» Extracted text:
>> start

How about Bloody Roar series? Or Warzard (Leo who is quite the sexy loincloth-clad lion) xD


----------



## WolfoxOkamichan (Jan 18, 2007)

Ah yes, those two.

Gasp I forgot Altered Beast XD


----------



## RagingMinotaur (Jan 18, 2007)

Although it's a really crappy game (don't get it), City of Villains lets you create beast-looking characters.. I remember using a wolf head for mine.
But the game's no good..

(funny sig, by the way. "ZOMG FURRIES!" lol.. is that pic from digimon?)


----------



## DruoxTheFurrinator (Jan 18, 2007)

Ratchet and Clank...?

The Jack Sceries...?

COME ON GUYS!!!

Wolf Reign?

Second-Life guys, that's like....the Furry...creater....maker....house seller game

How could you forget Furcadia?

And there's also a little of Everquest

And basically every MMORPG....

Black & White

My god...Furries are a gimmick......*scuiside*


----------



## RagingMinotaur (Jan 18, 2007)

lol.. well, I didn't sleep, so my brain isn't functioning up to full speed.

I've never heard of a game called Wolf Reign.

I thought of furcadia and second-life, but they seem to lack the 'game'.. seems more of a social thing to me :


----------



## goat (Jan 18, 2007)

vanguard saga of heroes has fox, wolf, and tiger-esque characters


----------



## Yojimaru (Jan 18, 2007)

Brutal: Paws of Fury
Brutal: Above the Claw


----------



## DruoxTheFurrinator (Jan 18, 2007)

That game where you're a deer hunting humans!!!!!

That's a classic game....


----------



## WolfoxOkamichan (Jan 20, 2007)

Vanguard Heroes?



			
				RagingMinotaur said:
			
		

> (funny sig, by the way. "ZOMG FURRIES!" lol.. is that pic from digimon?)



From powerstone


----------



## Dragma (Jan 21, 2007)

WolfoxOkamichan said:
			
		

> Vanguard Heroes?
> 
> 
> 
> ...



The anime?


----------



## WolfoxOkamichan (Jan 22, 2007)

Yup! They from the final episode.


----------



## Kokusho (Jan 23, 2007)

If you want games that even have a few furry characters in them, you have

Atelier Iris 2 (Murr... Grey is a sexy dragonman ^^)
Final Fantasy Tactics Advance (Bangaas and Vieras and Moogles)
Any Nippon Ichi Software game usually has furry characters in them, but never many. (Like Disgaea: Hour of Darkness)
Final Fantasy IX


----------



## Krystallwolvelt (Jan 23, 2007)

Bloody Roar
Starfox
Darkstalkers
Final Fantasy X
Vampire Hunter D Bloodlust (Meshila)
Shin Megami Tensei Nocturne (Ose and that red leopard type can't remember his name
Power stone (the Lion on WolfOkamichan's signature picture)
Digimon (Weregarurumon and Leomon) I like the way weregarurumon was designed he is very tough and he looks sexy without a taill.


----------



## WolfoxOkamichan (Jan 24, 2007)

Hmm... my gripe with some NI and most Square games is that they do <insert Japanese name for animal>mimi here.


----------



## diarmaidhuthence (Jan 25, 2007)

>> end

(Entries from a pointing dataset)
>> start

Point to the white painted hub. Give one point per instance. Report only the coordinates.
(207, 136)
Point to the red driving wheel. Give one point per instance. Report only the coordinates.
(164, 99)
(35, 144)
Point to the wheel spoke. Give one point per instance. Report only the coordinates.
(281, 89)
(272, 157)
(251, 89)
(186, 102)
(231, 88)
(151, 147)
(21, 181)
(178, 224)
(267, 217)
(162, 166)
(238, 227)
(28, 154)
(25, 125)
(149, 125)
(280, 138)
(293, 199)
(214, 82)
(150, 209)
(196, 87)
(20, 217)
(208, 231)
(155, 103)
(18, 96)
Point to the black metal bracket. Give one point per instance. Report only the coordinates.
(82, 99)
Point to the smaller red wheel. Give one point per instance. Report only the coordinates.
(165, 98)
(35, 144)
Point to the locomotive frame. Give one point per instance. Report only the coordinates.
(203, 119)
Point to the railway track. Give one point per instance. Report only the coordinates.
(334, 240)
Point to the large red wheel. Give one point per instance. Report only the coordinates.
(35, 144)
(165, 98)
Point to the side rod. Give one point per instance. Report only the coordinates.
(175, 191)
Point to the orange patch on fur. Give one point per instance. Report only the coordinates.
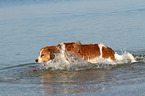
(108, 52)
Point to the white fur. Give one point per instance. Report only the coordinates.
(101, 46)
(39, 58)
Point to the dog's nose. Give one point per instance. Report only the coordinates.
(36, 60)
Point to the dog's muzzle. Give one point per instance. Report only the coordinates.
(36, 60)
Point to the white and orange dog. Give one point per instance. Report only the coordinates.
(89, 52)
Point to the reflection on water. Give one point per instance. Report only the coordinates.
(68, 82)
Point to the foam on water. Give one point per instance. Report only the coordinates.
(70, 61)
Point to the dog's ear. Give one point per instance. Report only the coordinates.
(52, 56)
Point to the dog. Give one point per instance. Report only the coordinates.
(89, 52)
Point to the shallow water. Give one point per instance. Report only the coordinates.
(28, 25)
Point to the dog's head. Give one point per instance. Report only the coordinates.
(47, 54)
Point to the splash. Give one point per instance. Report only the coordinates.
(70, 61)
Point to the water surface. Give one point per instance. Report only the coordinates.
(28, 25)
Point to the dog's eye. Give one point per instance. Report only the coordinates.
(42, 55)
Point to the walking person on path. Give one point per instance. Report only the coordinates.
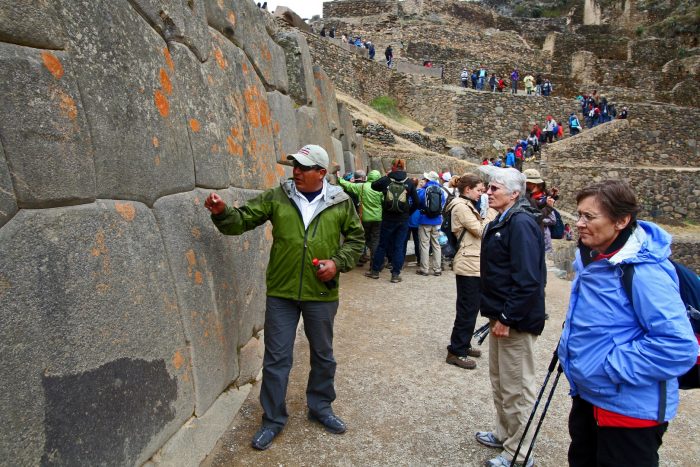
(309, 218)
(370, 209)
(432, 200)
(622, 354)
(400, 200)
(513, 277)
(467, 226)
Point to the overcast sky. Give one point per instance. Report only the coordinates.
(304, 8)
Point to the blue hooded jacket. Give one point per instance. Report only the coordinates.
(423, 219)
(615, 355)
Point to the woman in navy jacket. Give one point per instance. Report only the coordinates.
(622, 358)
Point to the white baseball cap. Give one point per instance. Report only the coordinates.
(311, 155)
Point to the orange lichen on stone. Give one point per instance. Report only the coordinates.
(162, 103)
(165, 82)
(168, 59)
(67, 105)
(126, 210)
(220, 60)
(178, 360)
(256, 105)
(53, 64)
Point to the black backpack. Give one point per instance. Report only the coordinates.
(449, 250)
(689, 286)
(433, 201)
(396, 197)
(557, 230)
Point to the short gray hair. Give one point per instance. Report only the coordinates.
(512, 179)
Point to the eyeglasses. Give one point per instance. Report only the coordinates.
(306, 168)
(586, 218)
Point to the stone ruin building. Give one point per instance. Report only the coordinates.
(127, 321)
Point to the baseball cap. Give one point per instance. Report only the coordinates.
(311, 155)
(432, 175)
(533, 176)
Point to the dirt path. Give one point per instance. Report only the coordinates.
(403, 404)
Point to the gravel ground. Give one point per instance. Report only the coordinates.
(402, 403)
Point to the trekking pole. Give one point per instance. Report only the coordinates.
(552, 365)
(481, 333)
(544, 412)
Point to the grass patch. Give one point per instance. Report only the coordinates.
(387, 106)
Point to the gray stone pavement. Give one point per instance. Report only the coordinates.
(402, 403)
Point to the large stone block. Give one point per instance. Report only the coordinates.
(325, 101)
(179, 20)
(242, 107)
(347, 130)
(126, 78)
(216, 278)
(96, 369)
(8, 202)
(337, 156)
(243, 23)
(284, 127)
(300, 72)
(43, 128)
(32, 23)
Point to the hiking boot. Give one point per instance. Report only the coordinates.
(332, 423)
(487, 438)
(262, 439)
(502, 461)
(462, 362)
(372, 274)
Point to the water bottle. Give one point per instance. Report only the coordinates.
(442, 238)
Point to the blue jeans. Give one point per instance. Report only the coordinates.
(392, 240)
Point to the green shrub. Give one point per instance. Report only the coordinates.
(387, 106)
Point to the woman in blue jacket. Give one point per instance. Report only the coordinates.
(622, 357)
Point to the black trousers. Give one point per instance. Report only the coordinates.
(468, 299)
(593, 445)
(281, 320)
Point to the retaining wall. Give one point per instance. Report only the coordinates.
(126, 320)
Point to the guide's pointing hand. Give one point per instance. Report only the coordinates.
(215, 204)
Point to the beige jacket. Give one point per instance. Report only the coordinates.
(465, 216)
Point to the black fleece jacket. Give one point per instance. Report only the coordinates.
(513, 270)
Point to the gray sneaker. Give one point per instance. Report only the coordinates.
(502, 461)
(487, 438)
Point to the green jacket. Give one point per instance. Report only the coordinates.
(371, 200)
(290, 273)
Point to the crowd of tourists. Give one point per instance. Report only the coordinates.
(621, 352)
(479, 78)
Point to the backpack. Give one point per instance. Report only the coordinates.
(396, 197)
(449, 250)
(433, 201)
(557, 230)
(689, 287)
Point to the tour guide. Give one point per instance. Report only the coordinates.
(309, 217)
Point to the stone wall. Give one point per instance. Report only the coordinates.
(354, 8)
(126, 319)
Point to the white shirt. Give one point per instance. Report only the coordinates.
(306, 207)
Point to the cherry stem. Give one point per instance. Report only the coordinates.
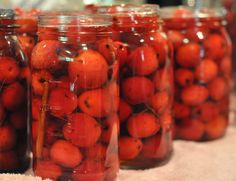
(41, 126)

>> end

» Brief 1: Decide whether each statement agrees with the thread about games with animal characters, answering yes or no and quoting the words that settle it. (a) RagingMinotaur recommends City of Villains as a good game. (b) WolfoxOkamichan says the signature picture comes from Power Stone. (c) RagingMinotaur already knew of a game called Wolf Reign.
» Brief 2: Please pick up the thread about games with animal characters after its last line and write the post that follows.

» Task result 1:
(a) No: "Although it's a really crappy game (don't get it)"
(b) Yes: "From powerstone"
(c) No: "I've never heard of a game called Wolf Reign."

» Task result 2:
I've heard of an in-development 2D fighter called 'Monster' featuring anthro characters, like a 2D Bloody Roar. Go to Gamefaqs, Arcade games, the Battle Fantasia board and you'll find a few links to it. Does anyone have more info on it?


----------



## dave hyena (Jan 25, 2007)

diarmaidhuthence said:
			
		

> I've heard of an in-development 2D fighter called 'Monster' featuring anthro characters, like a 2D Bloody Roar. Go to Gamefaqs, Arcade games, the Battle Fantasia board and you'll find a few links to it. Does anyone have more info on it?



This appears to be the website: http://4070.jp/8105/

This is the trailer: http://4070.jp/8105/mov/monster_adv_high.wmv

This is the demo: http://4070.jp/8105/bin/install_monster_ot199b_full.exe

replete with classic engrish: "The "GOD" restraints all of human history into the rewind forever, - with itself." :lol:


----------



## diarmaidhuthence (Jan 25, 2007)

Dave Hyena said:
			
		

> diarmaidhuthence said:
> 
> 
> 
> ...



Thanks for that, Dave. Looks brilliant but why oh why is it PC only? My old jalopy of a PC won't run that in a million years.


----------



## WolfoxOkamichan (Jan 26, 2007)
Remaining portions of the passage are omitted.